• [Complete lo siguiente]:
1. Devuelva sin ningún cambio el pasaje del texto sobre Trump y la pandemia que empieza en las palabras "Lo que me sorprendió" y termina después de "consecuencia de eso.".
2. Conteste estas preguntas según el texto sobre Trump y la pandemia:
(a) ¿Con qué publicación se asocia a David Graham?
(b) Según la conclusión de Lee Drutman citada en el artículo de Klein, ¿qué significa "ganar" en Washington?
(c) ¿En qué red social discutió el autor con Drutman?
3. Prolongue el texto sobre Trump y la pandemia a partir de su última oración.

***** Extracto de la página *****

Es cada vez más obvio que el presidente Donald Trump simplemente ha dejado de lidiar con la pandemia de coronavirus y tampoco tiene un plan particular para enfrentar sus consecuencias económicas. En ambos casos, ha sustituido las ilusiones por la acción. David Graham, de Atlantic, sacó un buen artículo sobre esta retirada a principios de la semana, seguido de uno de Ezra Klein que argumenta que “la Casa Blanca no tiene un plan, no tiene un marco, no tiene una filosofía y no tiene una meta”.
Lo que me sorprendió fue la conclusión del politólogo Lee Drutman, según el artículo de Klein, que afirma que “el debate sobre qué hacer se ha polarizado con una prisa deprimente, porque ‘ganar’ en Washington no es vencer el virus, sino ganar las próximas elecciones”. Discutí un poco al respecto con Drutman en Twitter, pero vale la pena una discusión más larga. Mi primera sensación es que Trump no está lo suficientemente preocupado por ganar la reelección, y que la catástrofe actual es en parte una consecuencia de eso.

***** Datos registrados *****

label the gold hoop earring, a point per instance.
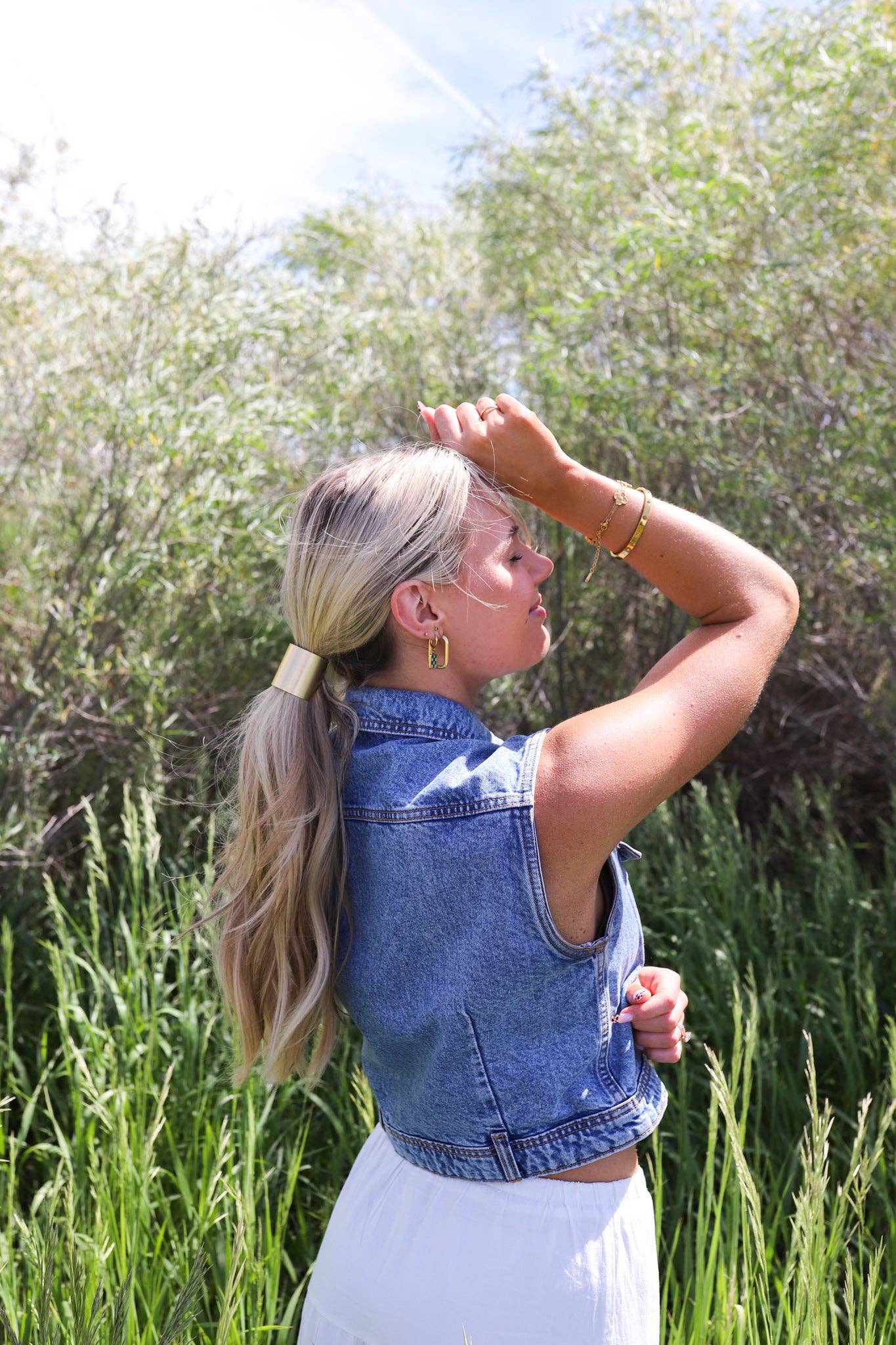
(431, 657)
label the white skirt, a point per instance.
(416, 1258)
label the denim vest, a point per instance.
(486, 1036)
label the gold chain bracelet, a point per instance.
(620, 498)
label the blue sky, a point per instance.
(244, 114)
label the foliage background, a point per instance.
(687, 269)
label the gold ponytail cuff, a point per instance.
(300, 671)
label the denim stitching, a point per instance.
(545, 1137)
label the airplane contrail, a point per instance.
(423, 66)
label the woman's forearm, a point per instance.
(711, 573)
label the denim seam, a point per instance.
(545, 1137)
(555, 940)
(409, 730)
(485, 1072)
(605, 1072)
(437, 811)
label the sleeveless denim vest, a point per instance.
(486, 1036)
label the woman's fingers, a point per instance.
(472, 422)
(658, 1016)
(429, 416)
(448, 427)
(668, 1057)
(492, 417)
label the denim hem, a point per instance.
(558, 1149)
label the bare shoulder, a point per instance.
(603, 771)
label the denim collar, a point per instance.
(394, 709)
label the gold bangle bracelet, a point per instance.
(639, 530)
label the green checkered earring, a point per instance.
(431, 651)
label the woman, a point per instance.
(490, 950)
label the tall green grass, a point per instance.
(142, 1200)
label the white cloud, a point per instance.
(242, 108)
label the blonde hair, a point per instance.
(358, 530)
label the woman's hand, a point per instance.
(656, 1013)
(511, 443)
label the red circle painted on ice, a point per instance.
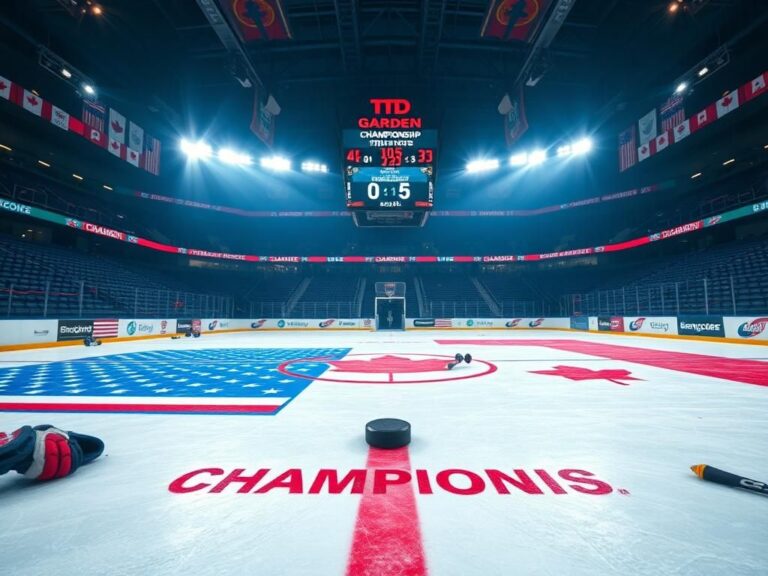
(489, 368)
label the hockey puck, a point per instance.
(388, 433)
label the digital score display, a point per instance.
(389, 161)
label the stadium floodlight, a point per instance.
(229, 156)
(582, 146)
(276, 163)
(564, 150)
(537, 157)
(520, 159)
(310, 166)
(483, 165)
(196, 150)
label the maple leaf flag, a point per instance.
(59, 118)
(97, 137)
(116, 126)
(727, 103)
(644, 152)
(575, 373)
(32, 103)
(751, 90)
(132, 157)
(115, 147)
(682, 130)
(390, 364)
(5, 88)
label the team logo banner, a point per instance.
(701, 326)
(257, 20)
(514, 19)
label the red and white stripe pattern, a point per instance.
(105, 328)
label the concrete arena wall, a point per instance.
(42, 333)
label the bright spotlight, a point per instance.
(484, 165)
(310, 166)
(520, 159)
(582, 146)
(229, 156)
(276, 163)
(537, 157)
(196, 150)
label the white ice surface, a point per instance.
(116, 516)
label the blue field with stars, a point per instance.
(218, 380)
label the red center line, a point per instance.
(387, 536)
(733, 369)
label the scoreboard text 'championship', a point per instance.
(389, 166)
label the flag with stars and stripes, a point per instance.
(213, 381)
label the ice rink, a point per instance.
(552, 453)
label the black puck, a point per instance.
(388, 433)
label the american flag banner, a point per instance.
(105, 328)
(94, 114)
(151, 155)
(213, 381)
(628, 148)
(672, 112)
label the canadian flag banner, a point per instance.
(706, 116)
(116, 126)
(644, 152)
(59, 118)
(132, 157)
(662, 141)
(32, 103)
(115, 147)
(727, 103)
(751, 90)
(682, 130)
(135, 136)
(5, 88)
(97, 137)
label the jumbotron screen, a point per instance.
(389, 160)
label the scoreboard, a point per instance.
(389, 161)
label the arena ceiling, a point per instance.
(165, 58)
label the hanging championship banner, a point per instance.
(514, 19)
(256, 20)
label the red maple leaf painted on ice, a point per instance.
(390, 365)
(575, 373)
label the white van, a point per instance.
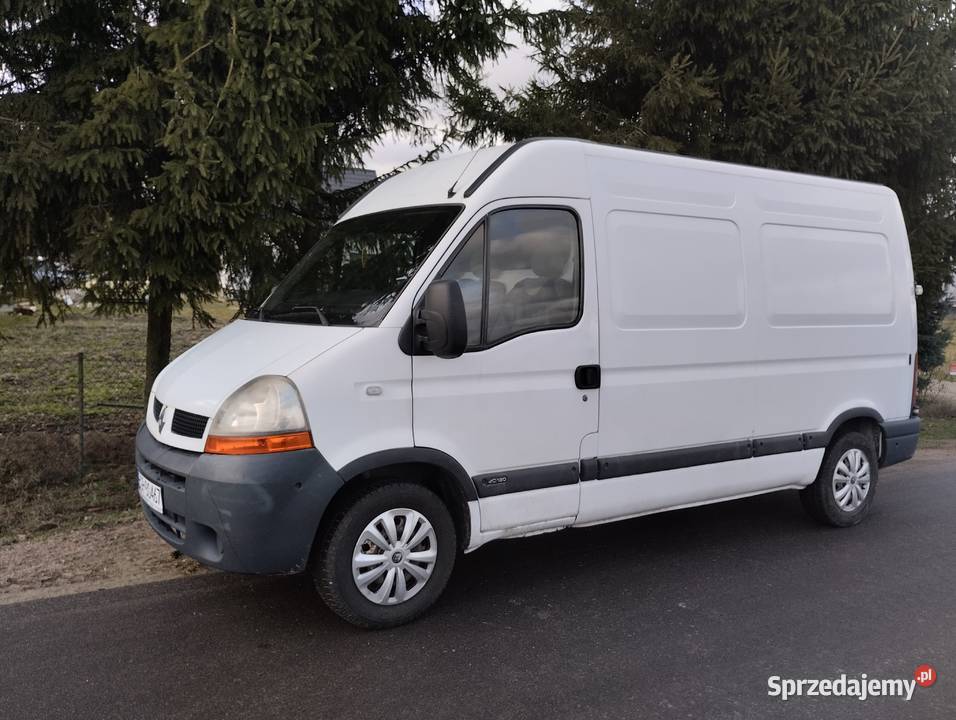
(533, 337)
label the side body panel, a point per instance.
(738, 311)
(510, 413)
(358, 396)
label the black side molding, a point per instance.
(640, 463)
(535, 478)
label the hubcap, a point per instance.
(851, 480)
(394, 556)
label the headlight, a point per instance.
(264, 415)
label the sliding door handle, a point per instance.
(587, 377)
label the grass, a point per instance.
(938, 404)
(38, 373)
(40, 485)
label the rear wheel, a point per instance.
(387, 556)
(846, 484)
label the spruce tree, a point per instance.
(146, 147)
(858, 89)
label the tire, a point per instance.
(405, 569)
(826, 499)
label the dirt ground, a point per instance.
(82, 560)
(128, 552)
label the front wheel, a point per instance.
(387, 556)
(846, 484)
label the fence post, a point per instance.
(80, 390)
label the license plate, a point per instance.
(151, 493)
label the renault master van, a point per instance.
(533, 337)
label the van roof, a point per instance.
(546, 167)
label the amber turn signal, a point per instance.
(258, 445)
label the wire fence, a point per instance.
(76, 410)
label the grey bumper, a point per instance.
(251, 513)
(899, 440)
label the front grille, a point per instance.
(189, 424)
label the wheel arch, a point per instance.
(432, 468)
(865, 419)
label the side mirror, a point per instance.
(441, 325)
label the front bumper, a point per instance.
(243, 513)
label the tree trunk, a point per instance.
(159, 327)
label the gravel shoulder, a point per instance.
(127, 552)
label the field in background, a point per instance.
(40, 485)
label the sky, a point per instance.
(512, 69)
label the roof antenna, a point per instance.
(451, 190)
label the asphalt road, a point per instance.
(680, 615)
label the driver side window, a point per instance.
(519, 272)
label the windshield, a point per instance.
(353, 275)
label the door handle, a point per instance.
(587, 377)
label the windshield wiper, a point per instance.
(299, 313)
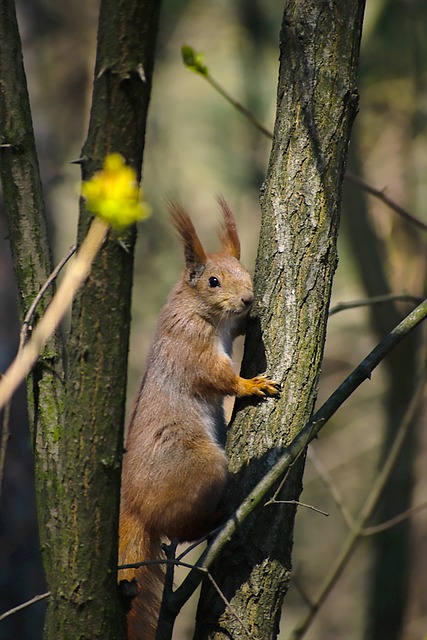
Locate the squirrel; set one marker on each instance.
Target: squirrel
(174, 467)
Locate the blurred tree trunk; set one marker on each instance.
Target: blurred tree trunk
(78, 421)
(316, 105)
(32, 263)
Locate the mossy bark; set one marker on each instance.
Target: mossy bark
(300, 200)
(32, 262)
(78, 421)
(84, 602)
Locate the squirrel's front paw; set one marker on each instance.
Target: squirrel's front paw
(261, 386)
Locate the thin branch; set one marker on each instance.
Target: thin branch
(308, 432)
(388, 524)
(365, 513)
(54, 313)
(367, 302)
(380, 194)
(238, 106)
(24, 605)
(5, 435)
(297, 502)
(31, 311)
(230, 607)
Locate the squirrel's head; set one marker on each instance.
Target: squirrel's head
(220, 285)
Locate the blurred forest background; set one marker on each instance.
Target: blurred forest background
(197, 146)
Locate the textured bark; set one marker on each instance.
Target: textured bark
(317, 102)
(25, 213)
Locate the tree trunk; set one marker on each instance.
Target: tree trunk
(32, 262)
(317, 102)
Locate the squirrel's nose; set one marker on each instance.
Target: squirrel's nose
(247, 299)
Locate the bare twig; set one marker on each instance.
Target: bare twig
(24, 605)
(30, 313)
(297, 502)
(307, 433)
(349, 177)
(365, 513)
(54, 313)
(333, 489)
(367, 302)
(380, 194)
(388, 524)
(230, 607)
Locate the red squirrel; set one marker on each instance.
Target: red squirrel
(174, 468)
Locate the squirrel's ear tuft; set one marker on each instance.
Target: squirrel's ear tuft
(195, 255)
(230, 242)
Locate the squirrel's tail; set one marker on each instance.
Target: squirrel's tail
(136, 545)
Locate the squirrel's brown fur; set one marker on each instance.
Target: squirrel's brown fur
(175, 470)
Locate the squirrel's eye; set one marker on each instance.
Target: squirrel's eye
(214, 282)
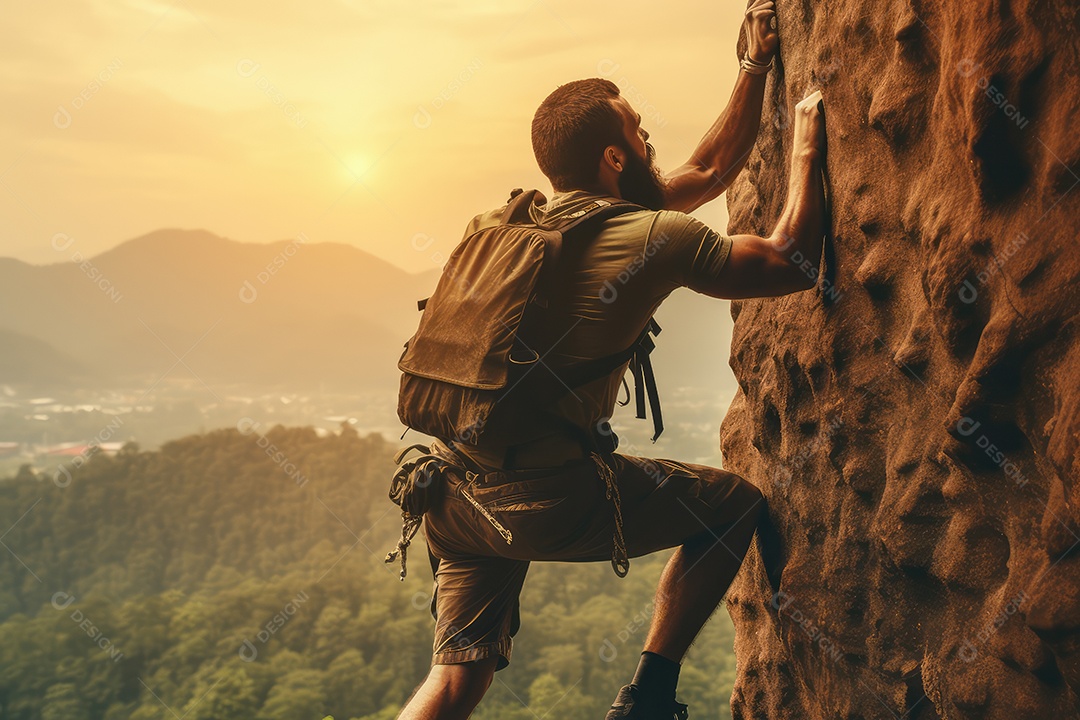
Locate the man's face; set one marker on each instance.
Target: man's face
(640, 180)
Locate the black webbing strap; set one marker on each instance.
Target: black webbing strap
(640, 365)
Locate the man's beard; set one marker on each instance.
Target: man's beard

*****

• [Respuestas por tarea]:
1.
Lo que me sorprendió fue la conclusión del politólogo Lee Drutman, según el artículo de Klein, que afirma que “el debate sobre qué hacer se ha polarizado con una prisa deprimente, porque ‘ganar’ en Washington no es vencer el virus, sino ganar las próximas elecciones”. Discutí un poco al respecto con Drutman en Twitter, pero vale la pena una discusión más larga. Mi primera sensación es que Trump no está lo suficientemente preocupado por ganar la reelección, y que la catástrofe actual es en parte una consecuencia de eso.

2.
(a) Con Atlantic.
(b) Significa ganar las próximas elecciones, no vencer el virus.
(c) En Twitter.

3.
No hay forma de saber lo que realmente está pasando por la mente del presidente, pero podemos comparar sus acciones con lo que probablemente haría un presidente que busca con determinación la reelección. Muchos críticos de Trump han afirmado que está arriesgando deliberadamente vidas estadounidenses al impulsar la economía para así mejorar sus posibilidades en noviembre. Y es cierto que últimamente parece preocuparle principalmente la reapertura de los negocios. No obstante, al menos dos razones llevan a dudar de que esta preferencia sea debido a las elecciones. Por una parte, expertos en salud pública y economistas están de acuerdo en que una apertura demasiado pronta será un desastre. Por otra, no hay razón específica para pensar que restaurar los empleos a expensas de más enfermedades y muertes será una buena opción electoral para Trump.
En cualquier caso, la evidencia de que Trump tiene un plan económico es tan débil como la evidencia de que está comprometido con en el tratamiento del coronavirus.
Lo que creo que es más probable es que, para Trump, este aspecto de la presidencia simplemente no es muy divertido. Quizás recuerdan cuando el presidente George H.W. Bush comentó que no le gustaba el brócoli: “No me gusta desde niño y mi madre me obligaba a comerlo. ¡Soy presidente de Estados Unidos, y no voy a comer más brócoli!”. Trump actúa así ante la mayoría de los trabajos mundanos de la presidencia. De allí se deriva su nuevo escándalo, “Obamagate”. Como Susan Glasser, de New Yorker, señala: “Para Trump, pasar la semana atacando a Obama, sin importar el tema, es el equivalente político a retirarse a su habitación y esconderse bajo una manta. Es su espacio seguro, su zona de confort”. Solo que no es tanto un equivalente político como un retiro de la política, junto con los deberes y responsabilidades de su cargo.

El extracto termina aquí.